[[ Data for this exercise, beginning ]]

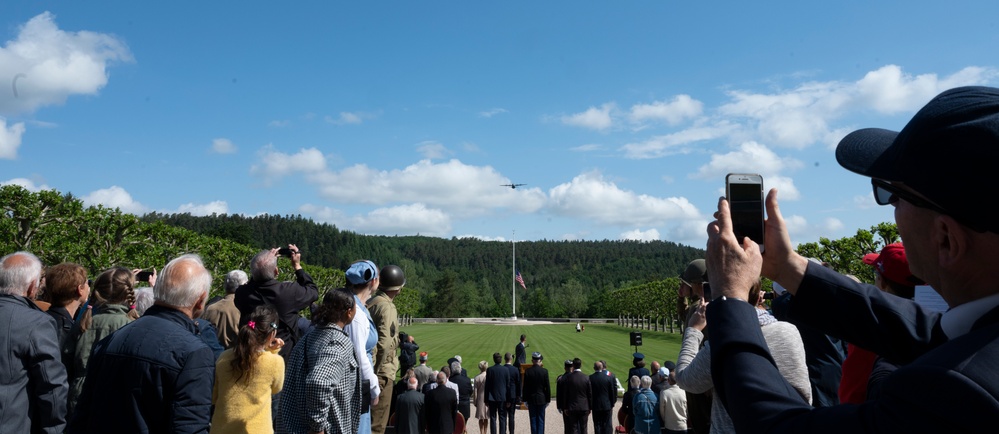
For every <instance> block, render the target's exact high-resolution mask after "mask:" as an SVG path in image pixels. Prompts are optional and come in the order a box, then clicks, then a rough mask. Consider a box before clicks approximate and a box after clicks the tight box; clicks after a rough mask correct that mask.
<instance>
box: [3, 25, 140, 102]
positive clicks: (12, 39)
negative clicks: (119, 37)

[[ Data for this exercise, end ]]

*Aim of the exercise*:
Present every line of the listing above as a numbered list, with blank lines and the picture left out.

*Response to the task*:
1. For every <instance> block, render the target's exact high-resolution mask after "mask:" as an SVG path in image pixels. Prompts are optional and come in the order a box, then clicks, then a rough mask. Consider a box before clicks approximate and a box after clicks the tight box; clicks after a rough mask correct that mask.
2. <instance>
3. box: [3, 25, 140, 102]
4. positive clicks: (12, 39)
5. negative clicks: (119, 37)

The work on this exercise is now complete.